__Given records__
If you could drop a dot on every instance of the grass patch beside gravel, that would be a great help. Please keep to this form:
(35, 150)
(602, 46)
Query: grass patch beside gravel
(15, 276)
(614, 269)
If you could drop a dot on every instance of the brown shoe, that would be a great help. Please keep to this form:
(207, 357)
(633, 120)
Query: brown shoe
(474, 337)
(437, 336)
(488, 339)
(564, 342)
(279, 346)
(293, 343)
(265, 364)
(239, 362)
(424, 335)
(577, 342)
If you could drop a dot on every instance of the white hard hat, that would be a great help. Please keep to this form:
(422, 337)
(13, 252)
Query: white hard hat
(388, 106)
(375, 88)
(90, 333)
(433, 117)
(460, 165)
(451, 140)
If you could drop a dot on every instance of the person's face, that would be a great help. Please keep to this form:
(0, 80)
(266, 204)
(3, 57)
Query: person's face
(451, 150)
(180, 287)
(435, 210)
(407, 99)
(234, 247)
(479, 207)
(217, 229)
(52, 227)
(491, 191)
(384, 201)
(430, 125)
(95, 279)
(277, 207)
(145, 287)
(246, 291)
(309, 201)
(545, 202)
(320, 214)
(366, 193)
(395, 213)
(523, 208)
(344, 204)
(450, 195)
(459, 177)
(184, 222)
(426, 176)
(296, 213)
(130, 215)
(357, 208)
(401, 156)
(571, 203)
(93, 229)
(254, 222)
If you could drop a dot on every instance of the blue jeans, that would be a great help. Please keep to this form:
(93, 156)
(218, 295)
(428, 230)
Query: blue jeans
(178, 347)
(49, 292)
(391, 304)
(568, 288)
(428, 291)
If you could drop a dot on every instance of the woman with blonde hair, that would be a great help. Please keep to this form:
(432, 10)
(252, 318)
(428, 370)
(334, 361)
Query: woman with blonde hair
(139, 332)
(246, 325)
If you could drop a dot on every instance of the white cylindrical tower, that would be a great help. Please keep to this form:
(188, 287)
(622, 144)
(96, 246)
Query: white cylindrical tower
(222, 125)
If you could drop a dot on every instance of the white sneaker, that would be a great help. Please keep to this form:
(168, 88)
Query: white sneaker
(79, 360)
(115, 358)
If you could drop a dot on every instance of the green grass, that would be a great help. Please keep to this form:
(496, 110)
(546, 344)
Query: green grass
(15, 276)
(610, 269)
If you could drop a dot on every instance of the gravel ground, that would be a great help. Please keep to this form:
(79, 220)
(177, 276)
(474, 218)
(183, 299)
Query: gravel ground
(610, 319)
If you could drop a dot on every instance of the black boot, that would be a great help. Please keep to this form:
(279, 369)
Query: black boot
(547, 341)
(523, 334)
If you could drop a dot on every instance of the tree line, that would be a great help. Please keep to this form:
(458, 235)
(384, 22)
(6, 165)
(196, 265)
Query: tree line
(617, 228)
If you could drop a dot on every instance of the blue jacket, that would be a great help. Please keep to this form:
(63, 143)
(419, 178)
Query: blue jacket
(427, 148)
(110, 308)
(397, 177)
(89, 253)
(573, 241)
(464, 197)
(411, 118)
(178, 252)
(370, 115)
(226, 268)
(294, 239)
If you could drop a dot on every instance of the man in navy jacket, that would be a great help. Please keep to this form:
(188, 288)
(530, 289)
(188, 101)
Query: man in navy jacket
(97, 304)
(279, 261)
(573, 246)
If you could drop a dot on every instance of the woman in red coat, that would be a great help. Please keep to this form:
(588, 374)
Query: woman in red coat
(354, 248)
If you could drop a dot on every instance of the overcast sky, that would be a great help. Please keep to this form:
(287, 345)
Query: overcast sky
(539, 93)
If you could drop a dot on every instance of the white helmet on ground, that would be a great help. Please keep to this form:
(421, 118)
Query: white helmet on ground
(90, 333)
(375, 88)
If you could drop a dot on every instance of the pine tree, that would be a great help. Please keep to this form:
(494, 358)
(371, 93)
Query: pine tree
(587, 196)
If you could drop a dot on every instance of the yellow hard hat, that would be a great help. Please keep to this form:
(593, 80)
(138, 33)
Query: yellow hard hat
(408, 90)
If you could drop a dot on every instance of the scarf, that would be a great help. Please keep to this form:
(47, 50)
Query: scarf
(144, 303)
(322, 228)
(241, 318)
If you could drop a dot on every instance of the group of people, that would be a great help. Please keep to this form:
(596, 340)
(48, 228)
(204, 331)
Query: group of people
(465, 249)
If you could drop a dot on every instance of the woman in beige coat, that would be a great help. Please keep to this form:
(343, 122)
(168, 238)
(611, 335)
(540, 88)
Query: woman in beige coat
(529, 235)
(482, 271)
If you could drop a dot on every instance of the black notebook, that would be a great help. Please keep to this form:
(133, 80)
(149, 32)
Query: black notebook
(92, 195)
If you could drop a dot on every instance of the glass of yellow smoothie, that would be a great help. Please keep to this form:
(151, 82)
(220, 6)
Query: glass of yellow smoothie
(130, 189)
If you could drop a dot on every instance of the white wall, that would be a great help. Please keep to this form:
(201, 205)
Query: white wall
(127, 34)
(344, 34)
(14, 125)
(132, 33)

__Goal of the exercise__
Everything in the listing needs to appear again exactly.

__Expected answer__
If you could drop a dot on every instance of the grass patch beside gravel, that would be a great help. Please keep to this form:
(35, 150)
(602, 46)
Query: grass patch beside gravel
(15, 276)
(614, 269)
If you could drop a dot on every instance of the brown shoe, that would be a great help. Please keep to this form:
(207, 357)
(633, 120)
Query: brown shoe
(474, 337)
(437, 336)
(488, 339)
(564, 342)
(279, 346)
(293, 343)
(265, 364)
(239, 362)
(424, 335)
(577, 342)
If you could drop a dot on every instance of the white hard hat, that would be a great help. Please keep to this form:
(422, 337)
(13, 252)
Query: white hard hat
(388, 106)
(375, 88)
(90, 333)
(433, 117)
(460, 165)
(451, 140)
If you could drop a dot on every instance of the person's face, that would be a great help. Please keep to this form:
(0, 80)
(266, 204)
(3, 57)
Query: person's face
(451, 150)
(180, 287)
(435, 210)
(407, 99)
(234, 247)
(479, 207)
(217, 229)
(52, 227)
(491, 191)
(384, 201)
(430, 125)
(95, 279)
(277, 207)
(145, 287)
(246, 291)
(309, 201)
(545, 202)
(320, 214)
(366, 193)
(395, 213)
(523, 208)
(344, 204)
(450, 195)
(459, 177)
(184, 222)
(426, 176)
(296, 213)
(130, 215)
(357, 208)
(401, 156)
(571, 203)
(93, 229)
(254, 222)
If you could drop a dot on every instance of the blue jeans, that would be a great help. Please keep to this form:
(93, 156)
(218, 295)
(428, 230)
Query: blue jeans
(178, 347)
(49, 292)
(391, 304)
(568, 288)
(428, 291)
If you could drop a dot on every instance of the woman with blonde hair, that would be a great help. Please keep to this form:
(432, 10)
(252, 318)
(428, 370)
(334, 361)
Query: woman with blonde hair
(139, 332)
(246, 325)
If you could drop a dot on every instance of the white cylindrical tower, that would be a great help. Please keep to this form:
(188, 287)
(622, 144)
(96, 246)
Query: white cylindrical tower
(222, 125)
If you could drop a dot on every instance of the white sneaker, that would be a great help. Please keep to this form:
(168, 88)
Query: white sneaker
(79, 360)
(115, 358)
If you could drop a dot on every instance of the green grass, that would be a great help. Please keep to this form:
(496, 110)
(546, 344)
Query: green grass
(15, 276)
(610, 269)
If you could drop a dot on every instance of the gravel ground, that would be a great help. Please keep to this form:
(79, 220)
(177, 276)
(474, 218)
(183, 299)
Query: gravel ground
(610, 319)
If you could drop a dot on every instance of the black boot, that would be a great help. Please keep to this form:
(279, 369)
Query: black boot
(547, 341)
(523, 334)
If you could drop a dot on every instance of the tree line, that would be a great help. Please keep to this form:
(458, 235)
(384, 22)
(6, 165)
(196, 265)
Query: tree line
(617, 228)
If you could drop a dot on every instance of the blue jacket, that would be a great help. Please keep to this form:
(63, 143)
(419, 178)
Query: blue jacket
(427, 148)
(110, 308)
(397, 177)
(89, 253)
(573, 241)
(464, 197)
(411, 118)
(178, 252)
(370, 115)
(226, 268)
(294, 239)
If you could drop a dot on every instance of the man in navy jacket, that would be a great help. Please keep to this form:
(188, 288)
(530, 289)
(188, 101)
Query: man in navy jacket
(97, 304)
(279, 261)
(573, 246)
If you could drop a dot on every instance of the woman in red coat, that would be a great help. Please keep to this form:
(588, 374)
Query: woman in red coat
(354, 248)
If you could drop a dot on every instance of the overcast sky, that would be a great help. Please keep to this form:
(287, 345)
Query: overcast sky
(539, 93)
If you could drop a dot on every instance of the white helmet on ground, that would be a great help. Please keep to this form:
(421, 118)
Query: white helmet on ground
(90, 333)
(375, 88)
If you could drop a dot on every instance of the pine tree, that would be a great help. Please keep to this form:
(494, 358)
(371, 93)
Query: pine tree
(587, 196)
If you could drop a dot on every instance of the yellow hard hat, that would be a great help. Please keep to this form:
(593, 80)
(138, 33)
Query: yellow hard hat
(408, 90)
If you could drop a dot on every instance of the scarf, that would be a great help. Please keep to this form:
(47, 50)
Query: scarf
(144, 303)
(322, 228)
(241, 318)
If you could drop a dot on every instance of the group of people, that would be a great help. Please keep to this form:
(596, 340)
(48, 228)
(204, 331)
Query: group of people
(465, 249)
If you could drop a dot on every instance of the woman in beige coat, that would be a great help. Please keep to this form:
(343, 122)
(168, 238)
(611, 335)
(540, 88)
Query: woman in beige coat
(529, 235)
(482, 271)
If you could drop a dot on every instance of the black notebook, that would be a great help. Please keep to this form:
(133, 80)
(149, 32)
Query: black notebook
(92, 195)
If you could drop a dot on every instance of the glass of yellow smoothie, that would be a great help. Please keep to this form:
(151, 82)
(220, 6)
Query: glass of yellow smoothie
(130, 189)
If you could drop a dot on every instance of the white wall, that would be a great help. Please keep to this form:
(201, 205)
Query: white wall
(127, 34)
(344, 34)
(14, 125)
(132, 33)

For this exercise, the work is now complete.